* What is being asked *
Express the entries starting at the one containing "I need to verify: does the image contain any tiger?" and ending with the last entry as a two-column CSV with the columns request and answer, one row per entry. Put the text and the answer each in a single quoted field, with line breaks replaced by spaces.

Coordinate annotation entries:
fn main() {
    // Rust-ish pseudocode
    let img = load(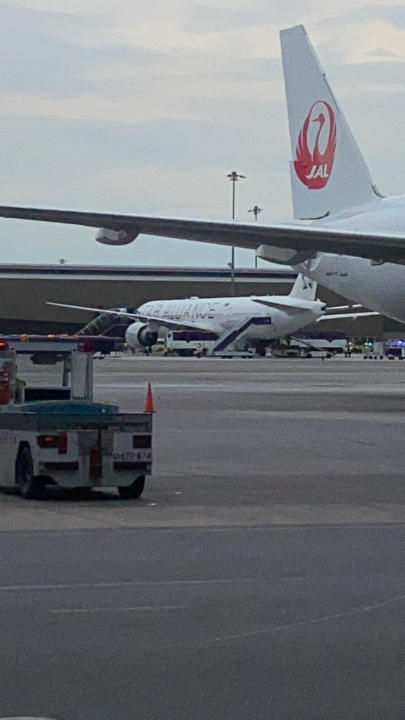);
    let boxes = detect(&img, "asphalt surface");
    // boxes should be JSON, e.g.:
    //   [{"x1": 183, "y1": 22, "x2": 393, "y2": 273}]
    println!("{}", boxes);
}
[{"x1": 0, "y1": 357, "x2": 405, "y2": 720}]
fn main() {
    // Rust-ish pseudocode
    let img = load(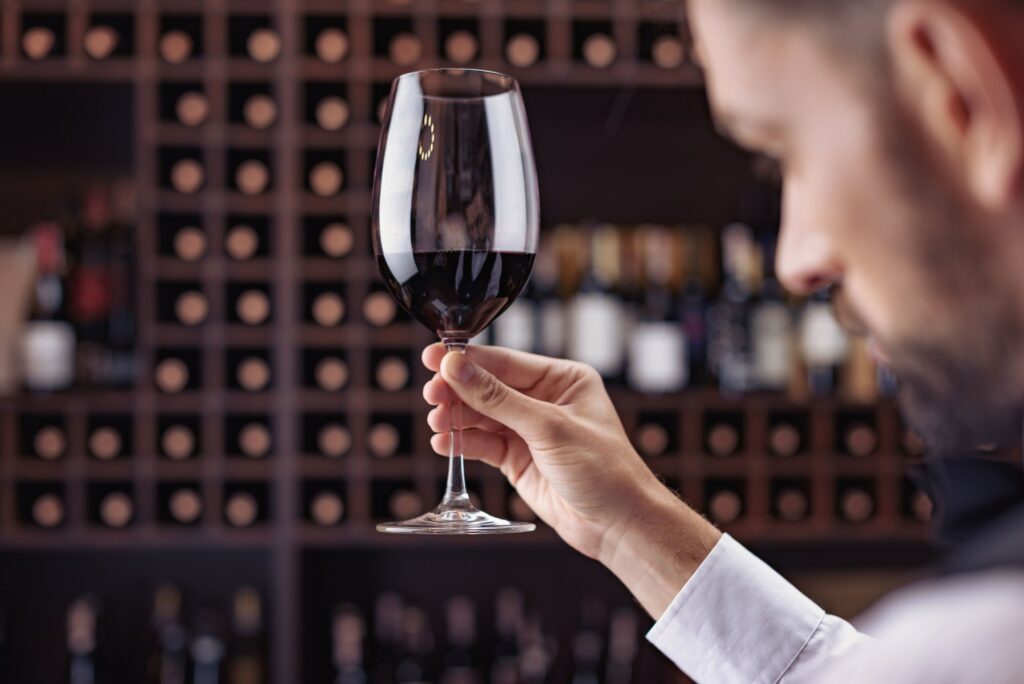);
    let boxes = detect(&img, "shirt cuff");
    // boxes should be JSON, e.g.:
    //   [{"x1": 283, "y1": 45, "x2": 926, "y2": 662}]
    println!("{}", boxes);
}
[{"x1": 647, "y1": 535, "x2": 824, "y2": 684}]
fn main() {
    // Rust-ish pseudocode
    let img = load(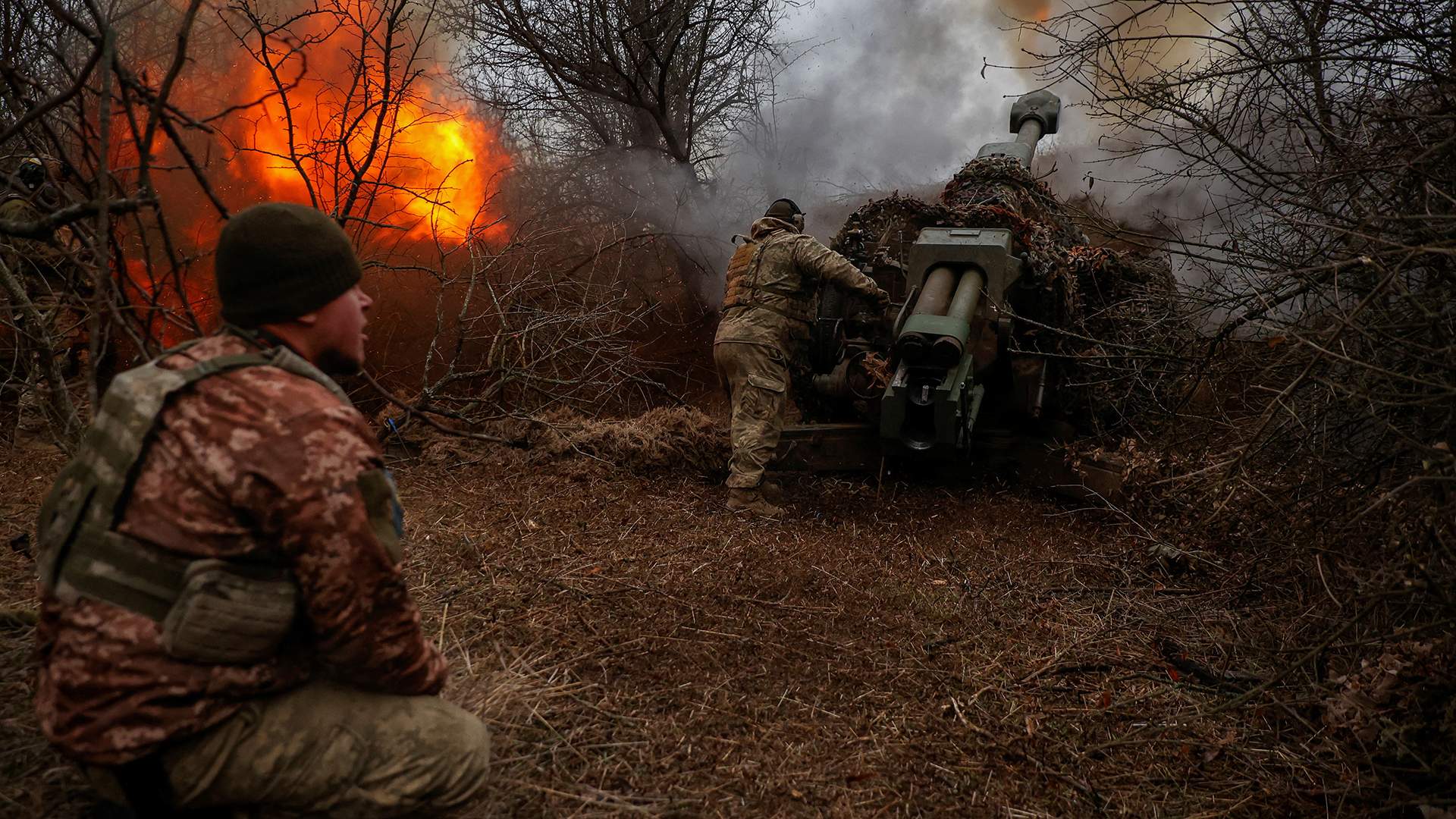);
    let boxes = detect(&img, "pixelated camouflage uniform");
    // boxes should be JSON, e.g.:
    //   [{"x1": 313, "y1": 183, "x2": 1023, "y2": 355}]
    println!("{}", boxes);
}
[
  {"x1": 36, "y1": 334, "x2": 489, "y2": 816},
  {"x1": 714, "y1": 215, "x2": 883, "y2": 488}
]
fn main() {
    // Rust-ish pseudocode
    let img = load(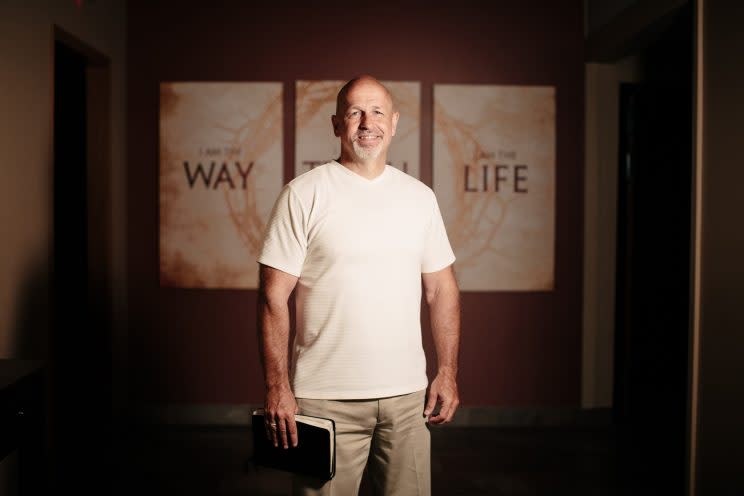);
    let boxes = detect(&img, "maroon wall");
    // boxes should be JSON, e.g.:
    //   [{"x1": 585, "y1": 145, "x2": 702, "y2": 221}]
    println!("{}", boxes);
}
[{"x1": 127, "y1": 0, "x2": 584, "y2": 406}]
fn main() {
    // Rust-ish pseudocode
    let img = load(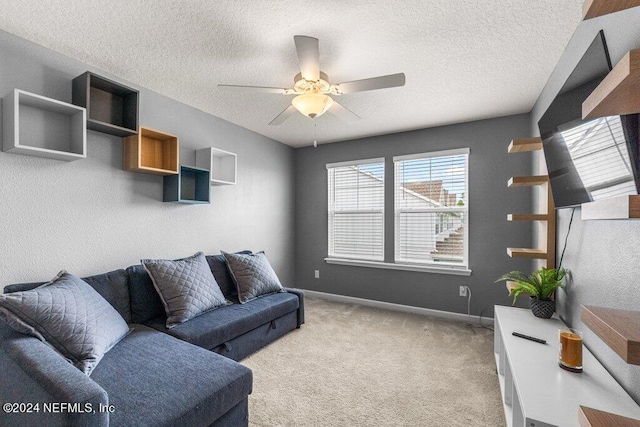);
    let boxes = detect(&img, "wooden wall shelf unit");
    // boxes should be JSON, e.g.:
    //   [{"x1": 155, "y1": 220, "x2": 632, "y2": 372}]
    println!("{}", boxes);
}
[
  {"x1": 507, "y1": 248, "x2": 547, "y2": 259},
  {"x1": 507, "y1": 214, "x2": 549, "y2": 221},
  {"x1": 507, "y1": 138, "x2": 556, "y2": 270},
  {"x1": 578, "y1": 405, "x2": 640, "y2": 427},
  {"x1": 493, "y1": 306, "x2": 640, "y2": 427},
  {"x1": 196, "y1": 147, "x2": 238, "y2": 185},
  {"x1": 580, "y1": 305, "x2": 640, "y2": 365},
  {"x1": 162, "y1": 166, "x2": 210, "y2": 204},
  {"x1": 582, "y1": 49, "x2": 640, "y2": 119},
  {"x1": 2, "y1": 89, "x2": 87, "y2": 161},
  {"x1": 73, "y1": 71, "x2": 139, "y2": 136},
  {"x1": 507, "y1": 175, "x2": 549, "y2": 187},
  {"x1": 582, "y1": 196, "x2": 640, "y2": 221},
  {"x1": 582, "y1": 0, "x2": 640, "y2": 20},
  {"x1": 123, "y1": 126, "x2": 180, "y2": 175}
]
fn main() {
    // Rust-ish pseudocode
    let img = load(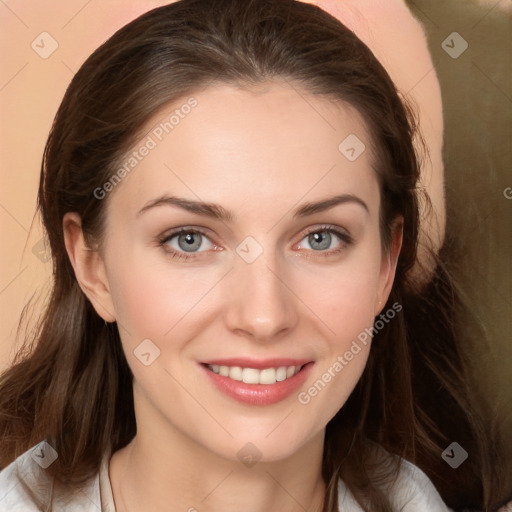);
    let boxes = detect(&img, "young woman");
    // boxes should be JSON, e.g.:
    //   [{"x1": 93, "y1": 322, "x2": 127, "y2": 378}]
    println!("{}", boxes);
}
[{"x1": 0, "y1": 0, "x2": 506, "y2": 512}]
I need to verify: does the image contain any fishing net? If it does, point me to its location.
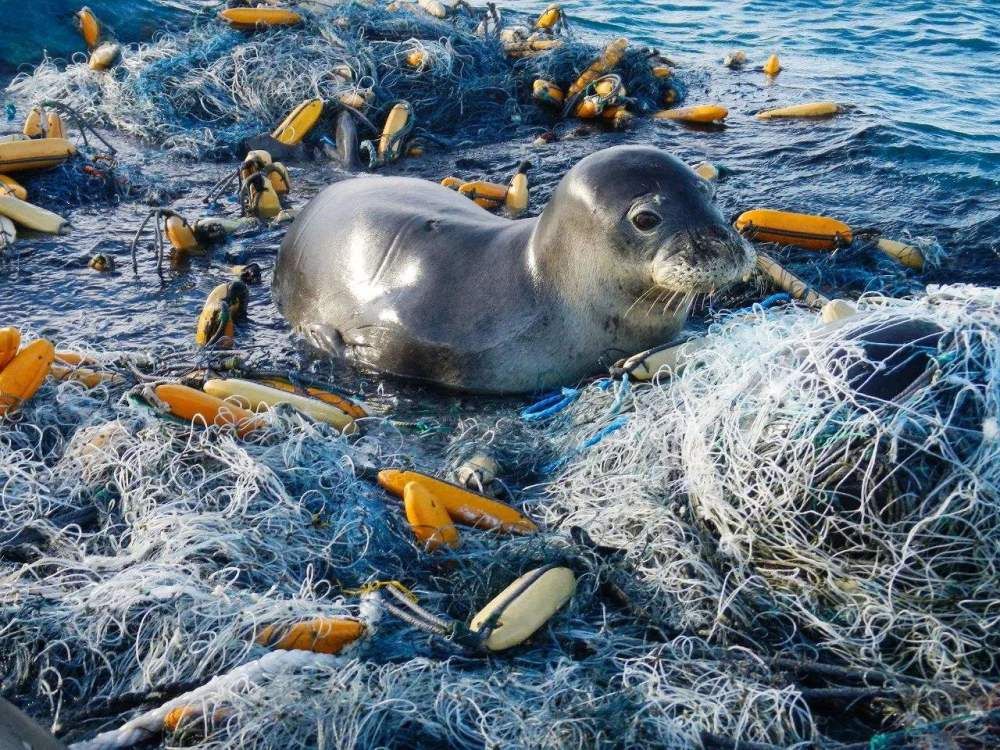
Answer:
[533,287,1000,716]
[0,287,1000,748]
[8,3,675,157]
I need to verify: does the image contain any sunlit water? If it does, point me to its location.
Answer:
[0,0,1000,424]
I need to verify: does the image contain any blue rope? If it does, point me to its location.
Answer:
[521,388,580,422]
[542,415,628,474]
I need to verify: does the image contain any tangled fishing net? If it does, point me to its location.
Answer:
[8,2,674,156]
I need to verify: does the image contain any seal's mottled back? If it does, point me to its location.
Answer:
[274,146,753,393]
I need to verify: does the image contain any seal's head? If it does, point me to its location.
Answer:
[540,146,755,312]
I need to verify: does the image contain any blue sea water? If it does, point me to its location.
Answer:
[0,0,1000,374]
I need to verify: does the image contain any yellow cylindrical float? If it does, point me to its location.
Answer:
[733,208,854,250]
[757,253,830,308]
[155,383,264,437]
[566,38,628,97]
[0,326,21,371]
[254,617,365,654]
[271,98,324,146]
[76,5,101,50]
[535,3,562,30]
[378,469,538,534]
[219,8,302,31]
[0,174,28,201]
[0,195,69,234]
[0,138,76,174]
[0,339,56,417]
[403,482,459,552]
[164,214,201,253]
[653,104,729,124]
[406,49,430,70]
[756,102,843,120]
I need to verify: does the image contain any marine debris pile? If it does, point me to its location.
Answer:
[0,0,1000,750]
[9,3,679,156]
[0,287,1000,747]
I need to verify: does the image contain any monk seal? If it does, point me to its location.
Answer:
[274,146,754,394]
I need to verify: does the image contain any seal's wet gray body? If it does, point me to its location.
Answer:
[274,146,749,393]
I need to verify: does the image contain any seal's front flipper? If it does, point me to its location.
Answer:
[299,323,347,359]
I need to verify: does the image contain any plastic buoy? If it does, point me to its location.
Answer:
[76,5,101,50]
[691,161,719,182]
[0,138,76,174]
[819,299,857,323]
[378,469,538,534]
[0,195,68,234]
[0,326,21,372]
[406,49,430,69]
[378,102,411,161]
[45,112,66,138]
[504,161,531,217]
[535,3,562,30]
[653,104,729,124]
[254,617,365,654]
[756,102,843,120]
[87,42,122,71]
[722,49,747,70]
[0,216,17,256]
[270,98,324,145]
[0,339,56,417]
[21,107,45,138]
[0,174,28,201]
[566,38,628,98]
[219,8,302,31]
[403,482,459,552]
[733,208,854,250]
[155,383,264,437]
[469,567,576,651]
[256,378,368,419]
[203,378,354,431]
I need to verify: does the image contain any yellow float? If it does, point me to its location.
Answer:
[653,104,729,125]
[0,138,76,174]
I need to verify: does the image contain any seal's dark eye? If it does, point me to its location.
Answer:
[632,211,663,232]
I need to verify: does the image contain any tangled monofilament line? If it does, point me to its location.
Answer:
[8,3,674,157]
[534,287,1000,715]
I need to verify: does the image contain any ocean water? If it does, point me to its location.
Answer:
[0,0,1000,362]
[0,0,1000,747]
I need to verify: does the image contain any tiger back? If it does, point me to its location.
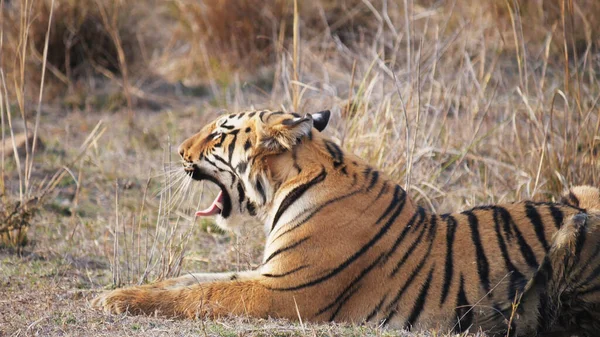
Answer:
[94,111,600,336]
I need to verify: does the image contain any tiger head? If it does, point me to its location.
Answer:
[179,111,330,231]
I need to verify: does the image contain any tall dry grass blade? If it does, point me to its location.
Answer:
[292,0,300,111]
[25,0,54,193]
[0,69,27,204]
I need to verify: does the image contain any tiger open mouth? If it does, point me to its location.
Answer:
[186,167,231,218]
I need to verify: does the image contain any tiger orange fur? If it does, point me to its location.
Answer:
[93,111,600,336]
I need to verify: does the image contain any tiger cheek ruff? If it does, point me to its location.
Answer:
[93,111,600,336]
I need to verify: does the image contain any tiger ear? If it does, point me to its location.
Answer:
[259,115,313,151]
[311,110,331,132]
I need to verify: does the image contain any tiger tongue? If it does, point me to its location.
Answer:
[196,191,223,216]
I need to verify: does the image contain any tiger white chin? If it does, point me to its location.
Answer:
[195,191,262,234]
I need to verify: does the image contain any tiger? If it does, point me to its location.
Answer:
[92,110,600,336]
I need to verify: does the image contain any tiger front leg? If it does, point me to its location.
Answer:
[92,280,297,318]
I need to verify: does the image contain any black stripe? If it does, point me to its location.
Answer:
[461,211,490,293]
[375,181,390,200]
[525,203,550,252]
[227,133,237,163]
[271,167,327,230]
[454,274,473,333]
[271,190,404,291]
[365,294,388,322]
[244,139,252,151]
[258,110,268,123]
[406,267,434,330]
[323,140,344,168]
[261,265,308,278]
[563,191,579,207]
[256,178,267,203]
[385,215,437,323]
[292,146,302,174]
[315,254,384,316]
[440,215,456,307]
[246,200,256,216]
[375,185,405,224]
[494,208,527,302]
[237,181,246,210]
[235,161,248,174]
[548,205,564,229]
[263,236,310,265]
[571,213,588,256]
[367,171,379,191]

* Output for this exercise *
request,answer
"I need to verify: does the image contain any tiger? If it does, point me to its location. Answer:","[92,110,600,336]"
"I need to verify: does the image contain any tiger front leg? If it does, point me to its location. Answer:","[92,280,297,318]"
"I need to verify: does the image contain any black stripe? If it does, point me to its location. Answer:","[461,211,490,293] [375,181,390,200] [525,203,550,252] [227,133,237,163] [271,167,327,230] [454,274,473,333] [271,190,404,291] [365,294,388,322] [244,139,252,151] [258,110,268,123] [406,267,434,330] [323,140,344,168] [261,265,308,278] [563,191,579,207] [256,178,267,203] [385,215,437,323] [292,146,302,174] [315,254,384,316] [440,215,456,307] [246,200,256,216] [375,185,405,224] [494,208,527,302] [237,181,246,210] [235,161,248,174] [548,205,564,229] [263,236,310,265] [571,213,588,256] [367,171,379,191]"